• _TRY IT_
Output each record verbatim, with pictures left out.

RECORDS PROVIDED section start

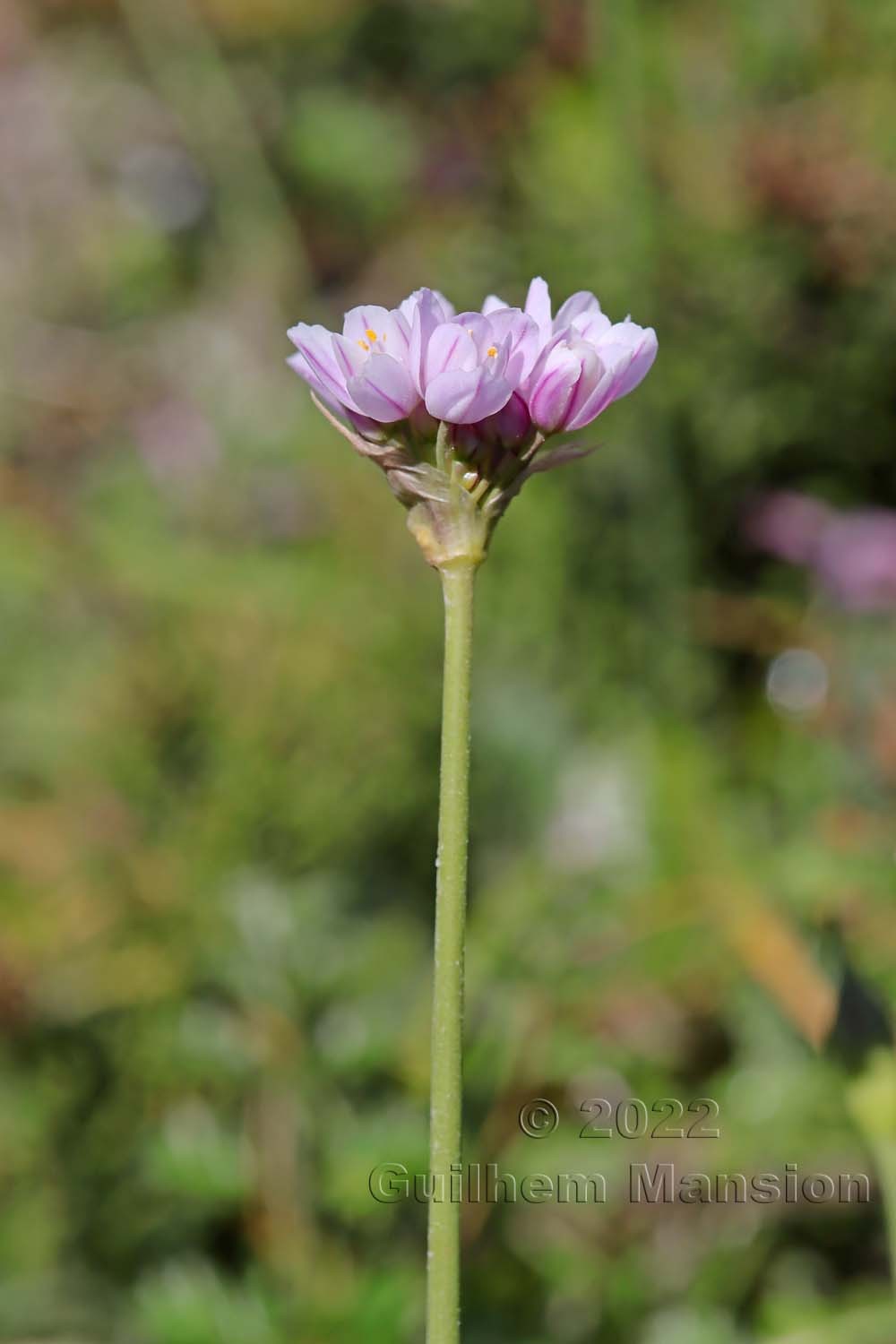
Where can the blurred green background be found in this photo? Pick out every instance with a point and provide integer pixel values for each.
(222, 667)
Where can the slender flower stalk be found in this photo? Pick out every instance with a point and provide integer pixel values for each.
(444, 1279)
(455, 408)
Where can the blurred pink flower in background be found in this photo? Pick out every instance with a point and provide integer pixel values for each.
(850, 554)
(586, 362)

RECORDS PROVIDED section end

• _OUTPUT_
Where can the blurred green background be found in this photo? Pick out every instance with a point and provide integer pixel values for each.
(222, 667)
Where can the slender flower stalk be found in this photo? Pick out every instance with a point and provide integer pixel values for each.
(444, 1279)
(455, 408)
Where can the blurred pink flower in background be found in this photo? Pick out every instance with a point and provide integer pixel values for each.
(850, 554)
(586, 362)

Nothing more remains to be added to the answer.